[Passage]
▬▬▬▬▬▬

# Bath and Body Works 2018



## AstorReinhardt (Sep 6, 2016)

B&BW has Fall stuff out now like Leaves and Sweet Cinnamon Pumpkin but no Halloween yet. At least online and at my local store (just went yesterday). Was told it would be a few weeks before Halloween stuff popped up.


----------



## WitchyKitty (Sep 20, 2012)

Going by what my local store manager told me, it'll be a little while longer before Halloween stuff is in stores...right now, we have the Fall preview going on, then the rest of the fall stuff will start showing up this month and near the end of the month, then, usually after that, in September, we see Halloween items in stores. Things are already showing up online, as has been stated, though, and Fall started coming out a little earlier than normal...so maybe Halloween will pop in a little earlier, as well. Only time will tell. 

There isn't a B&BW specific thread, I don't believe, but we have been talking about B&BW quite a bit over in the Fall/Halloween Fragrance Thread, if your interested.

https://www.halloweenforum.com/general-halloween/196057-fall-halloween-candle-fragrance-thread-2018-a.html


----------



## WitchyKitty (Sep 20, 2012)

As to your question...no, I haven't seen the new luminary, yet. No one has posted about it over in the fragrance thread, either...as I type this, anyway.


----------



## mdna2014 (Jul 21, 2014)

The three wicks are adorable again this year! I got them a few weeks ago.

▬▬▬▬▬▬

[Extracted material]
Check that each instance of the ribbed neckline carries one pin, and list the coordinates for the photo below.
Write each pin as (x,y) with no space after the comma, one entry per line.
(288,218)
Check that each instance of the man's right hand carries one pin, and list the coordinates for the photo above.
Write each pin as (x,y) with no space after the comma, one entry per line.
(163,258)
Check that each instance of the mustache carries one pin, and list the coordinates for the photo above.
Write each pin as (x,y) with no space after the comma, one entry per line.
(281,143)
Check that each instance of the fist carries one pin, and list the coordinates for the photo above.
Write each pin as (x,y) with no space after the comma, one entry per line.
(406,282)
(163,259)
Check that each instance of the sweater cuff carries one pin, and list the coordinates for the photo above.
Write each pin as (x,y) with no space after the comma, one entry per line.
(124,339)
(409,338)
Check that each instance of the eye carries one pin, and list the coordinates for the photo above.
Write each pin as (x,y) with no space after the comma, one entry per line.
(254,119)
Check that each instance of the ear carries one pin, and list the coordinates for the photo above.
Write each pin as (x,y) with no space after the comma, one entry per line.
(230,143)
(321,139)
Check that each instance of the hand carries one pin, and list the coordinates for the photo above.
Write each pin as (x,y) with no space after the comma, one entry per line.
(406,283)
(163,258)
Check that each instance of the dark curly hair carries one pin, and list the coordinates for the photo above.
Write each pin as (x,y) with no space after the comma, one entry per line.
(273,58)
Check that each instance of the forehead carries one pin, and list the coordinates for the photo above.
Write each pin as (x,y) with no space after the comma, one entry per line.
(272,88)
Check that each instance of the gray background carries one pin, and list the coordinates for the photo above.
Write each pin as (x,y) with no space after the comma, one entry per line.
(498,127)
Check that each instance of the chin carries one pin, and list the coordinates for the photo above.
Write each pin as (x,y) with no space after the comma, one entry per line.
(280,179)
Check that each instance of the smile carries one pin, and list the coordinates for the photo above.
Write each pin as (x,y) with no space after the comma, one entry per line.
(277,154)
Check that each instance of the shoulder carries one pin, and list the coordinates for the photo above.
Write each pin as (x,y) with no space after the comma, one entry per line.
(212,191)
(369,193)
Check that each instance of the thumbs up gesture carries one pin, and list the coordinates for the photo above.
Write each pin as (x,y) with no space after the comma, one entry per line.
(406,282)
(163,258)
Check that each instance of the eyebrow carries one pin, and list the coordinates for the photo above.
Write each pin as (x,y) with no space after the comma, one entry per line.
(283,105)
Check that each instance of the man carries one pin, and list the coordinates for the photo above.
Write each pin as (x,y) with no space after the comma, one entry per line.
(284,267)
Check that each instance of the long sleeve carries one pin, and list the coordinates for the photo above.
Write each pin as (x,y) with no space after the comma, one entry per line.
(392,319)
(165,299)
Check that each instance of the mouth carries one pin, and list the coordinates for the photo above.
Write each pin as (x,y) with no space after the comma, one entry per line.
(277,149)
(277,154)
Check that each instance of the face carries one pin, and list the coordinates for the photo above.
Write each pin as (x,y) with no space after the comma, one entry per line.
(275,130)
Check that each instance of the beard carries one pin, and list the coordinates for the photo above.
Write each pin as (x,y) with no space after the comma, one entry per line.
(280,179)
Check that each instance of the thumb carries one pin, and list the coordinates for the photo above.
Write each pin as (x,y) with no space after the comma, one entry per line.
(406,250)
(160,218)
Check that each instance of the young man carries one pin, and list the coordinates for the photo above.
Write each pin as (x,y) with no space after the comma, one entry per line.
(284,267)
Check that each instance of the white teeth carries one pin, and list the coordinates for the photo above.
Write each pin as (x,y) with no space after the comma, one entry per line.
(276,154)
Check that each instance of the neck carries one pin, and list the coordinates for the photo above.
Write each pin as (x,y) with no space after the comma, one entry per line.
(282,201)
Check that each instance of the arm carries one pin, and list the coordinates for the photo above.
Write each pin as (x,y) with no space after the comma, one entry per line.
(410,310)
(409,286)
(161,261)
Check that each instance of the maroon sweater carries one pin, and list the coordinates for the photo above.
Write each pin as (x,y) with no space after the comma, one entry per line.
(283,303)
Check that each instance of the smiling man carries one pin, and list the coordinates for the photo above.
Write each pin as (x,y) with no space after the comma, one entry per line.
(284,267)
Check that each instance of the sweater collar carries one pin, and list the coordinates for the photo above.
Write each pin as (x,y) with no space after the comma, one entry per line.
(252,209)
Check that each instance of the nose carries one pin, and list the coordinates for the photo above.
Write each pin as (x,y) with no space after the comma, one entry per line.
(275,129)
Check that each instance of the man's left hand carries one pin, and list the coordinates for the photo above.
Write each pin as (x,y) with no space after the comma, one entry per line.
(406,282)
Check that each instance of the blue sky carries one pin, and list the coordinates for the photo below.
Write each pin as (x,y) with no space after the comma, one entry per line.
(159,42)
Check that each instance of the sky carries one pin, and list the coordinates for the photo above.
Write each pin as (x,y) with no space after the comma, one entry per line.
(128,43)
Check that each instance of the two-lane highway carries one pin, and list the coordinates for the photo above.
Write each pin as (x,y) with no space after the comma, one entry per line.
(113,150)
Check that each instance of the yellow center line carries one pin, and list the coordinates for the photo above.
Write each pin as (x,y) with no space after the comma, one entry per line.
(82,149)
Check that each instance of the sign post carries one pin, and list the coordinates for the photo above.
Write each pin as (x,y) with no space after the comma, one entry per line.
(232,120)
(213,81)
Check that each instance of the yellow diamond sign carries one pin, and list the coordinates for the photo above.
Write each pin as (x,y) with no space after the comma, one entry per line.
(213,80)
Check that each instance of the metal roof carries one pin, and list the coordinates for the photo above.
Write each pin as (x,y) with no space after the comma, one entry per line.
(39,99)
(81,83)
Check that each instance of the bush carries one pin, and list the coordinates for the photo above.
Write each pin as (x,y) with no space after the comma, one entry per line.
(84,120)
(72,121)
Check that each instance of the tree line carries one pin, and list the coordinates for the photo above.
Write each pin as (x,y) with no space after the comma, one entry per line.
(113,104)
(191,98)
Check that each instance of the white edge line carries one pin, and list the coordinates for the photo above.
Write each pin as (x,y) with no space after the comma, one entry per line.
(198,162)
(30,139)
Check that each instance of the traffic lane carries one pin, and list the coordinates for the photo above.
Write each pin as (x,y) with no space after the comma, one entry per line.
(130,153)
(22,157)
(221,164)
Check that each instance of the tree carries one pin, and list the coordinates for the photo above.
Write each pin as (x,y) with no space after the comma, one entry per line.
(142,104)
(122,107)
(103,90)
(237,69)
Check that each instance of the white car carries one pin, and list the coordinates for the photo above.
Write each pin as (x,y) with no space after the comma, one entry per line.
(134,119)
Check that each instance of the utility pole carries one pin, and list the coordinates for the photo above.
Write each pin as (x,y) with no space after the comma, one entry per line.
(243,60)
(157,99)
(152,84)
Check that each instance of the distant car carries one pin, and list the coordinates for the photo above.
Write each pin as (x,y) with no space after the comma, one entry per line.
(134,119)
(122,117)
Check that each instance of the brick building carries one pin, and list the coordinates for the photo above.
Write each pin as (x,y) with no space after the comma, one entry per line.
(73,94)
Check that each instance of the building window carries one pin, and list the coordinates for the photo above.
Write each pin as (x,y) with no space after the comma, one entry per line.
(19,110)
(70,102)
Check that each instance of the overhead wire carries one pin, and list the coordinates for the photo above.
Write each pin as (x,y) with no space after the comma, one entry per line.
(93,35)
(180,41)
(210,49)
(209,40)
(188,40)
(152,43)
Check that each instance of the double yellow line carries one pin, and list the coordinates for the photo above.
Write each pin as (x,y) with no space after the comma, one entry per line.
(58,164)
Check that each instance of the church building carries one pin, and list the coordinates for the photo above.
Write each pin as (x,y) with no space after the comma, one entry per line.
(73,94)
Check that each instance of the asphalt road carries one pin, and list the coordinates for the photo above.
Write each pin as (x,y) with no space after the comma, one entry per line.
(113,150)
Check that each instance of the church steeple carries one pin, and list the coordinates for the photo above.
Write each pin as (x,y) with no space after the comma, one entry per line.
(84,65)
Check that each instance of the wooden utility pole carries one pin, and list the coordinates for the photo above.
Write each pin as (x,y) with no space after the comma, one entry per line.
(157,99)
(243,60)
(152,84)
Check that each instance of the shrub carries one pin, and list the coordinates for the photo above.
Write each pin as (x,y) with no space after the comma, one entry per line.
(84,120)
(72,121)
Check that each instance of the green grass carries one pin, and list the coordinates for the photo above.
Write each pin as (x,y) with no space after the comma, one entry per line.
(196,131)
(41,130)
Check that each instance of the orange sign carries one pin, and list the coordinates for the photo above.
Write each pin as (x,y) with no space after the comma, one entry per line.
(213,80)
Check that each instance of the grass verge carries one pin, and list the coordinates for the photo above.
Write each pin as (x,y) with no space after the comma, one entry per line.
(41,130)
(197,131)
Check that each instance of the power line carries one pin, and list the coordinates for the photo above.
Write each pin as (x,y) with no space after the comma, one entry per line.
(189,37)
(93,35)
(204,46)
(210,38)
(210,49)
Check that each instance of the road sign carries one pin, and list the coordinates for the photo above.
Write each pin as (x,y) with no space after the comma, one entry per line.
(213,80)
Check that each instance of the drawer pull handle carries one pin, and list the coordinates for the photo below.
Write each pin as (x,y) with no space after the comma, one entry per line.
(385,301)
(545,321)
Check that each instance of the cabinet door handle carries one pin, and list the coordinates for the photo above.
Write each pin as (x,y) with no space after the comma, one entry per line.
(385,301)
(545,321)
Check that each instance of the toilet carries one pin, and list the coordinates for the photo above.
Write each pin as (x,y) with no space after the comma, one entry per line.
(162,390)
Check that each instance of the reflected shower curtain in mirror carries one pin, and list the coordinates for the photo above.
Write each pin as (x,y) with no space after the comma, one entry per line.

▬▬▬▬▬▬

[Tasks and exercises]
1. From the Bath and Body Works thread, quote the part that opens with the words containing "B&BW has Fall" and closes with "stuff popped up.".
2. Pick up the Bath and Body Works thread after its final post and keep it going.

[Task results]
1.
B&BW has Fall stuff out now like Leaves and Sweet Cinnamon Pumpkin but no Halloween yet. At least online and at my local store (just went yesterday). Was told it would be a few weeks before Halloween stuff popped up.

2.
The wallflowers are online at BBW..adorable again also.


----------



## WitchyKitty (Sep 20, 2012)

I've already bought some of the new Fall Wallflower refills, Fall Scentportables and used my B&BW app reward to get one of the new single wick Fall candles: "Leaves" made with essential oils. 

I am waiting until a good single hand soap sale goes on to get my Fall soaps, and as for the rest of the stuff like candles, body care, Halloween decor items, ect. I am trying to wait until more comes out and get it all at once with my coupon.


----------



## X-Pired (Sep 26, 2013)

I am very cautious of this company. I had a wallflower plugged in a couple of years ago, and it overheated causing a fire. If my daughter had not been home at the time, it could have been devastating. As it was, I had to replace the wall and a rather large section of carpeting.


----------



## Nstope (Aug 3, 2015)

Here is the Luminary. Not the best pic, but found it on Instagram a while ago.


----------



## wickedwillingwench (Sep 16, 2011)

that doesn't look nearly as nice as the apothescary they had last year.


----------



## Spirits Vineyard (Oct 23, 2016)

X-Pired said:


> I am very cautious of this company. I had a wallflower plugged in a couple of years ago, and it overheated causing a fire. If my daughter had not been home at the time, it could have been devastating. As it was, I had to replace the wall and a rather large section of carpeting.



Oh wow, that’s horrible! I’m always cautious too, especially after buying a house, so I never ever leave one of these things plugged in unattended. I treat them just like burning candles.


----------



## Spirits Vineyard (Oct 23, 2016)

wickedwillingwench said:


> that doesn't look nearly as nice as the apothescary they had last year.


Ditto that!


----------



## weenbaby (May 7, 2014)

All this Halloween talk is getting me excited! I never really got into Bath and Body Works Halloween but I might look into it this year. I have a soap dispenser that's probably 8 years old now. I "splurged" and bought it when I started to rent my first apartment. We still use it to this day. 
Leaves smells super good and I love how BBW has white pumpkins.


----------



## AstorReinhardt (Sep 6, 2016)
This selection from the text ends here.